(Data items)
• • • •

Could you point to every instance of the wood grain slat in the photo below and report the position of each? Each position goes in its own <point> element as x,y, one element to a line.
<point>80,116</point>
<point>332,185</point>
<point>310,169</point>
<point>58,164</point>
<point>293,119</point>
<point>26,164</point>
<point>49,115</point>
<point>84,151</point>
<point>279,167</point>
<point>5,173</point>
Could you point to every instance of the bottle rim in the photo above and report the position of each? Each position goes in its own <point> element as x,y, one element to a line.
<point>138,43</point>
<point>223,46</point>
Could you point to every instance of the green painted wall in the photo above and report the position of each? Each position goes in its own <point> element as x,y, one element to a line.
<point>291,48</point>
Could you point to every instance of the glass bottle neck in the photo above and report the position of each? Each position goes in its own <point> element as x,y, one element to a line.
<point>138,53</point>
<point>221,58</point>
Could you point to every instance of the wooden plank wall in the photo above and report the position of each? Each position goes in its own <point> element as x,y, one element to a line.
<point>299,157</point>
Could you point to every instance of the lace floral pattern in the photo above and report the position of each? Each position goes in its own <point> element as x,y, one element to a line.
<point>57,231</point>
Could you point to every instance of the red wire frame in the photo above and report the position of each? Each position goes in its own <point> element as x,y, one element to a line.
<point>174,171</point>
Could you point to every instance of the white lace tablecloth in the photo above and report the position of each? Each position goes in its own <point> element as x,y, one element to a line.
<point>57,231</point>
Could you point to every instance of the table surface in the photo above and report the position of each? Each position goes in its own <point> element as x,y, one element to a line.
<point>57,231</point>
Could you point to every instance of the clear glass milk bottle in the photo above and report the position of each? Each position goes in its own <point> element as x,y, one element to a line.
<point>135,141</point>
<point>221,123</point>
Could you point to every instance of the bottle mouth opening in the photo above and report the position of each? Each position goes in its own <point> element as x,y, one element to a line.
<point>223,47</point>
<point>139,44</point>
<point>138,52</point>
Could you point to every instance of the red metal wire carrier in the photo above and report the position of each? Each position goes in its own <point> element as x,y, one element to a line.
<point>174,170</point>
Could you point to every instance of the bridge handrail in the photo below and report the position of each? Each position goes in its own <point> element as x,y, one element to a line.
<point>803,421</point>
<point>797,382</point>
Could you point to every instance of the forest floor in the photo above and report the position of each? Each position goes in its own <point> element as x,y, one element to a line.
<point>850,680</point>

• • • •

→ **AIM OF THE EXERCISE**
Repeat all of the data exactly as given.

→ **EXPECTED ANSWER**
Could you point to every instance of the wood grain slat in the photo below and report the position of each? Each position goes in its own <point> element as x,y, one element to a line.
<point>80,116</point>
<point>332,185</point>
<point>310,169</point>
<point>58,164</point>
<point>293,119</point>
<point>26,164</point>
<point>49,115</point>
<point>84,151</point>
<point>279,167</point>
<point>5,173</point>
Could you point to every instance of the bottle rim in the photo above and report the position of each? Each position goes in its own <point> element as x,y, one element to a line.
<point>138,43</point>
<point>223,46</point>
Could you point to every instance of the green painted wall in the photo above and report the position of each? Each position goes in its own <point> element as x,y, one element to a line.
<point>291,48</point>
Could you point to every instance of the glass bottle neck in the photo above and report the position of each? Each position goes in its own <point> element as x,y, one element to a line.
<point>138,53</point>
<point>221,58</point>
Could you point to every instance of the wooden plank wall in the photo above and report the position of each? Each position goes in its own <point> element as x,y, one element to a line.
<point>299,157</point>
Could you point to every instance of the lace floral pattern in the photo above and report the position of each? Each position goes in its own <point> element as x,y, one element to a line.
<point>57,231</point>
Could you point to every instance of the red wire frame in the photo above and report the position of each? Each position goes in its own <point> element as x,y, one element to a line.
<point>174,171</point>
Could you point to every instance of the white lace tablecloth in the photo above and report the position of each? Each position goes in its own <point> element as x,y, one element to a line.
<point>57,231</point>
Could you point to every instance of the table surface in the photo above and report the position of each? Each position goes in its own <point> element as x,y, one element to a line.
<point>57,231</point>
Could you point to every instance of the clear glass milk bottle in the photo above and report the position of each? Each position goes in its own <point> element as x,y, one element to a line.
<point>135,141</point>
<point>221,123</point>
Could you point to every instance of the bottle mouth opening in the photo above and report the position of each? Each position goes in its own <point> element as x,y, one element to a line.
<point>223,47</point>
<point>139,44</point>
<point>138,52</point>
Could you point to every instance of the red metal wire carrier in the photo above and report the position of each? Each position goes in its own <point> element as x,y, one element to a line.
<point>174,170</point>
Could you point to every instance of the bridge handrail in the photo below and report the position of each? Each position goes in its own <point> element as x,y, one element to a line.
<point>803,421</point>
<point>797,382</point>
Could you point to every instance of the forest floor in the photo above and report the position of each? Each position goes in its own <point> element as x,y, one element to a line.
<point>850,680</point>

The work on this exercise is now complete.